— Start DATA SHOWN —

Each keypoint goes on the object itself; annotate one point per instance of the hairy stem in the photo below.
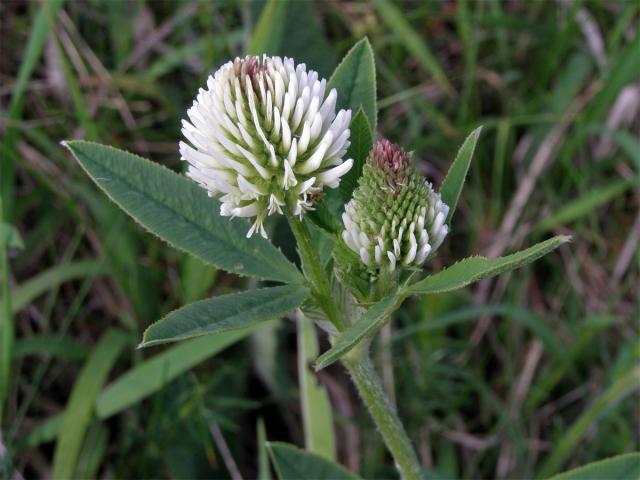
(313, 270)
(358, 363)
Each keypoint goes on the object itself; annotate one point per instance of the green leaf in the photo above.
(292, 28)
(355, 81)
(180, 212)
(10, 237)
(77, 414)
(224, 313)
(473, 269)
(317, 419)
(372, 321)
(396, 20)
(583, 205)
(155, 373)
(145, 379)
(291, 463)
(454, 181)
(620, 467)
(361, 139)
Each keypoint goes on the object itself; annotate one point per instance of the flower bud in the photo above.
(394, 218)
(264, 137)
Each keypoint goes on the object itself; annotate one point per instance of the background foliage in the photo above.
(524, 376)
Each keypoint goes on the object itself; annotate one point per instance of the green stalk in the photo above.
(359, 365)
(313, 270)
(358, 361)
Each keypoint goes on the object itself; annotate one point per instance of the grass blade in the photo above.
(316, 409)
(583, 205)
(620, 467)
(224, 313)
(394, 18)
(145, 379)
(28, 291)
(571, 438)
(77, 414)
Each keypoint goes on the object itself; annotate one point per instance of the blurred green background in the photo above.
(525, 376)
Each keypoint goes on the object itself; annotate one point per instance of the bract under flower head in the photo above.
(264, 137)
(395, 217)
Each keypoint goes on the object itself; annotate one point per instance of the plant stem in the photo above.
(358, 363)
(314, 271)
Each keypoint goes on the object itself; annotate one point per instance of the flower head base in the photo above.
(394, 218)
(265, 137)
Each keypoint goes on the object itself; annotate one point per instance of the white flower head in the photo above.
(264, 137)
(394, 218)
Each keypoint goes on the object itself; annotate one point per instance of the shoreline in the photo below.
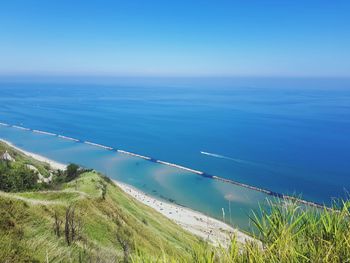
(54, 164)
(197, 223)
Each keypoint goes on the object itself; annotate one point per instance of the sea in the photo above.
(287, 135)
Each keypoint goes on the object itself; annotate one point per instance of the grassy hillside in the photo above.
(87, 218)
(108, 227)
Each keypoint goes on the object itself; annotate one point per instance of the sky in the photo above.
(175, 38)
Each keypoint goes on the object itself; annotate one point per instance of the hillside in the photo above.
(82, 216)
(108, 228)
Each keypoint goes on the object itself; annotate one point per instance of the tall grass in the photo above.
(285, 233)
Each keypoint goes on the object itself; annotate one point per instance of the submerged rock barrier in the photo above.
(200, 173)
(67, 138)
(99, 145)
(134, 154)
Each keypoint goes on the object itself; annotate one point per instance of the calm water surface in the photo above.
(287, 135)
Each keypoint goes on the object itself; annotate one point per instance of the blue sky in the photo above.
(176, 38)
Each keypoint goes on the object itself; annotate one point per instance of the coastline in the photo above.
(208, 228)
(52, 163)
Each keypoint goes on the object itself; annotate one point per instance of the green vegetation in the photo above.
(82, 216)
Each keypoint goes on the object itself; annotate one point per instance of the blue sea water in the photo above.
(287, 135)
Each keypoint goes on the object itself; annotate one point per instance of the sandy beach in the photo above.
(195, 222)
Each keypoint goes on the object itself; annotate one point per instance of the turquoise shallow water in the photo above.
(286, 135)
(202, 194)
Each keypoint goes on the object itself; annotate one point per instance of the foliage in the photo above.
(17, 177)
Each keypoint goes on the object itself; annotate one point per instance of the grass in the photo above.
(118, 228)
(28, 228)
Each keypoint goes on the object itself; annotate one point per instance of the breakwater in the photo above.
(200, 173)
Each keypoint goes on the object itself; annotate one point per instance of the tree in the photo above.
(72, 171)
(103, 186)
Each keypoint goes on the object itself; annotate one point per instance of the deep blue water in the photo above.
(287, 135)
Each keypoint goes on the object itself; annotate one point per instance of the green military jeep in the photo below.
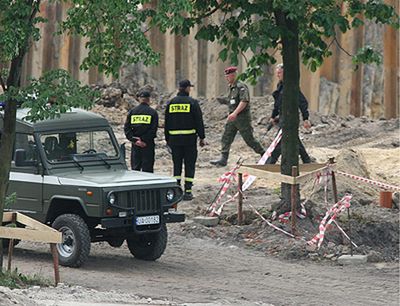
(71, 174)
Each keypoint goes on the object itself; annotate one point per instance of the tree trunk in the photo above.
(8, 136)
(290, 104)
(10, 113)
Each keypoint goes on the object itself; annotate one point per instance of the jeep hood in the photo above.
(115, 178)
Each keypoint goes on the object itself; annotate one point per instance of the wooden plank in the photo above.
(306, 177)
(357, 77)
(276, 177)
(33, 223)
(7, 216)
(30, 234)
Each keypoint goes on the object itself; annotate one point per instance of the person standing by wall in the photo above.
(141, 128)
(183, 125)
(239, 118)
(275, 119)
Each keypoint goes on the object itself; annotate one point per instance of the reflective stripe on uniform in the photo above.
(140, 119)
(179, 108)
(182, 132)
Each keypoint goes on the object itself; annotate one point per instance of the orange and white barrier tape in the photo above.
(371, 182)
(227, 179)
(330, 217)
(248, 180)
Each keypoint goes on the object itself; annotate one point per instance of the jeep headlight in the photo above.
(112, 199)
(170, 195)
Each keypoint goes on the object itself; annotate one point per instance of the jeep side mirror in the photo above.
(20, 159)
(123, 150)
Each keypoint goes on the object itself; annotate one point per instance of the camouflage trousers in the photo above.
(242, 124)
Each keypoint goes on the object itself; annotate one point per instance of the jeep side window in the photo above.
(27, 143)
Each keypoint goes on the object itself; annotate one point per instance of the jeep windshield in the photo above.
(79, 146)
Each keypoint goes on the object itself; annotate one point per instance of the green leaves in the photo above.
(367, 55)
(17, 27)
(54, 93)
(115, 33)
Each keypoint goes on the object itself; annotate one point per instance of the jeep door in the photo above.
(25, 179)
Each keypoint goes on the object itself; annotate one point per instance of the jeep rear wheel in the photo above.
(149, 246)
(75, 248)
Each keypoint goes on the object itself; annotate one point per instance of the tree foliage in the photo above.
(243, 26)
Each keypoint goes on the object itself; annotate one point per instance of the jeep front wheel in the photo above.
(75, 248)
(148, 246)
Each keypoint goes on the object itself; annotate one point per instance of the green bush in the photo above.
(14, 279)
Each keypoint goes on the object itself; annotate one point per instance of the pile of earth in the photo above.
(361, 146)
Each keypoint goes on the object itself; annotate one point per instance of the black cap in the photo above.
(143, 94)
(185, 83)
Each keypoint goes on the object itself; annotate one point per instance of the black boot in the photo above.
(220, 162)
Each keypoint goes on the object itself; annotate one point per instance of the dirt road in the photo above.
(203, 271)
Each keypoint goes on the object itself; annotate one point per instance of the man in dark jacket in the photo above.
(183, 125)
(275, 119)
(141, 128)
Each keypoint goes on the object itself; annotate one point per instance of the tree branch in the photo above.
(341, 48)
(3, 85)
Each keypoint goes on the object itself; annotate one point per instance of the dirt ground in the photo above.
(250, 264)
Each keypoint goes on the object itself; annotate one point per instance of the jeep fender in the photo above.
(64, 204)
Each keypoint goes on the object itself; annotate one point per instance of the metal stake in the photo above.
(294, 201)
(55, 263)
(240, 202)
(11, 243)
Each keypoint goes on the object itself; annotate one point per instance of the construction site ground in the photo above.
(251, 264)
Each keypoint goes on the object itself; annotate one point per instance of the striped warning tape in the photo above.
(371, 182)
(330, 217)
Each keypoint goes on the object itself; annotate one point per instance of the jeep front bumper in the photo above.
(169, 217)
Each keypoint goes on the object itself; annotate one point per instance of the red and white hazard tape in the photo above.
(227, 179)
(371, 182)
(330, 217)
(248, 180)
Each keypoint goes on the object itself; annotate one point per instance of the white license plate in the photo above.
(148, 220)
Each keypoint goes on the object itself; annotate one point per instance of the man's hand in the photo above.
(140, 143)
(202, 142)
(232, 117)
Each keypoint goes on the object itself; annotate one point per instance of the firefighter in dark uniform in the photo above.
(141, 128)
(275, 119)
(183, 125)
(239, 118)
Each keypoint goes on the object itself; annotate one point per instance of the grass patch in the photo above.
(16, 280)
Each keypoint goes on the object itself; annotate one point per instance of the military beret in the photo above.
(143, 94)
(230, 70)
(185, 83)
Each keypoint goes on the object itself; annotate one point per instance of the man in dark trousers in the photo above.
(239, 118)
(141, 128)
(303, 106)
(183, 125)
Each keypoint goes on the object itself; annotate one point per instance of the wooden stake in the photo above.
(240, 202)
(55, 262)
(294, 200)
(11, 244)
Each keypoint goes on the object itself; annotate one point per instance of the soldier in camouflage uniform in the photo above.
(239, 118)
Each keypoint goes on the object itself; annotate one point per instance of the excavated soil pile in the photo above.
(361, 146)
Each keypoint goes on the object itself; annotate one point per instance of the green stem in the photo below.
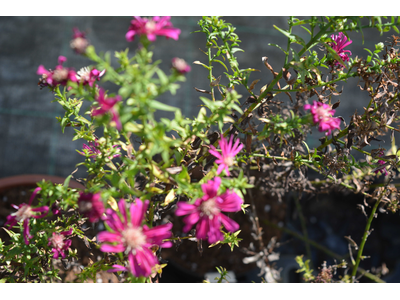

— End DATA SHOWN —

WHAT YOU NEED TO DO: Collect each line from the entries above that contains the word "blue".

RESULT BELOW:
Each keypoint goes on the object itself; annotate one point per instance of the blue sky in the photo above.
Each keypoint goes on the object itself; annotate one point per instance of the blue sea water in the photo above.
Each keypoint goes on the object itself; annotate one point per instance of the deep blue water in the photo above.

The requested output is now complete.